**QUOTED PASSAGE:**
- University: Liberty University
- Nickname: Flames (men) Lady Flames (women)
- NCAA: Division I (FBS)
- Conference: CUSA (primary) Big East (field hockey) ASUN (women's lacrosse) SoCon (men's soccer)
- President: Dondi Costin
- Athletic director: Ian McCaw
- Location: Lynchburg, Virginia
- Varsity teams: 20 (9 men's, 11 women's)
- Football stadium: Williams Stadium
- Basketball arena: Liberty Arena
- Ice hockey arena: LaHaye Ice Center
- Baseball stadium: Liberty Baseball Stadium
- Softball stadium: Kamphuis Field at Liberty Softball Stadium
- Soccer stadium: Osborne Stadium
- Natatorium: Liberty University Natatorium
- Tennis venue: Liberty Tennis Complex
- Indoor track and field venue: Liberty Indoor Track Complex
- Other venues: LaHaye Ice Center
- Colors: Red, Navy Blue, White, and Powder Blue
- Mascot: Sparky Flames
- Marching band: The Spirit of the Mountain
- Fight song: Fan the Flames!
- Website: libertyflames.com

= Liberty Flames and Lady Flames =

Athletics teams of Liberty University, in Lynchburg, Virginia, United States

The Liberty Flames and Lady Flames are the athletics teams of Liberty University, in Lynchburg, Virginia, United States. They are a member of the NCAA Division I level in 20 sports. As of July 1, 2023, LU is a member of Conference USA (CUSA) for most sports, joining that league after five years as a member of the Atlantic Sun Conference (ASUN).

The field hockey team was a member of the Northern Pacific Field Hockey Conference before that league's demise after the 2014 season. After playing the 2015 season as an independent, the team joined the Big East Conference in 2016. Women's lacrosse remains in the ASUN, and women's swimming & diving joined the ASUN when it effectively absorbed the swimming & diving side of the Coastal Collegiate Sports Association after the 2022–23 season. Men's soccer competes in the Ohio Valley Conference. In football, Liberty had participated in the NCAA Division I Football Bowl Subdivision as an independent before joining CUSA.

Liberty University is the second youngest school in NCAA Division I, founded in 1971 (the youngest, Florida Gulf Coast University, was founded in 1991 with instruction starting in 1997). (Note: While three other Division I members were officially founded after Florida Gulf Coast, all inherited their athletic programs from predecessor institutions that were D-I members.

**COLLECTED MATERIAL:**
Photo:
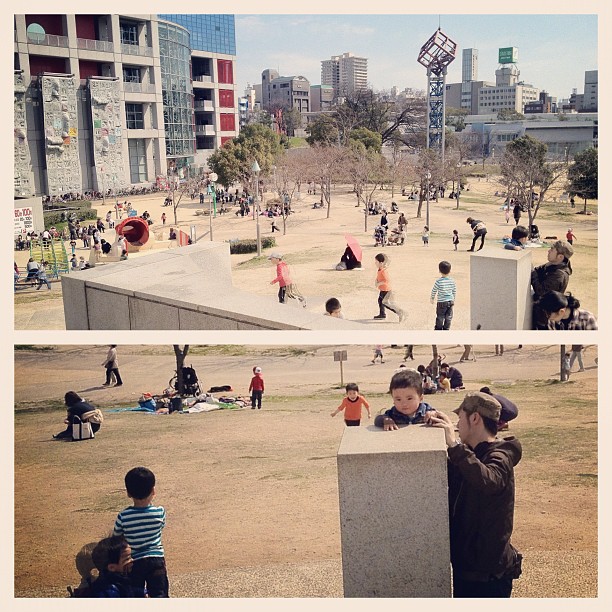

**YOUR TASKS:**
• 1. Reproduce everything in the Liberty athletics article from "Liberty University is" down to "were D-I members.".
• 2. According to the Liberty athletics article, which conference did the field hockey team join in 2016?

**RESPONSES BY TASK:**
• 1.
Liberty University is the second youngest school in NCAA Division I, founded in 1971 (the youngest, Florida Gulf Coast University, was founded in 1991 with instruction starting in 1997). (Note: While three other Division I members were officially founded after Florida Gulf Coast, all inherited their athletic programs from predecessor institutions that were D-I members.

• 2. The Big East Conference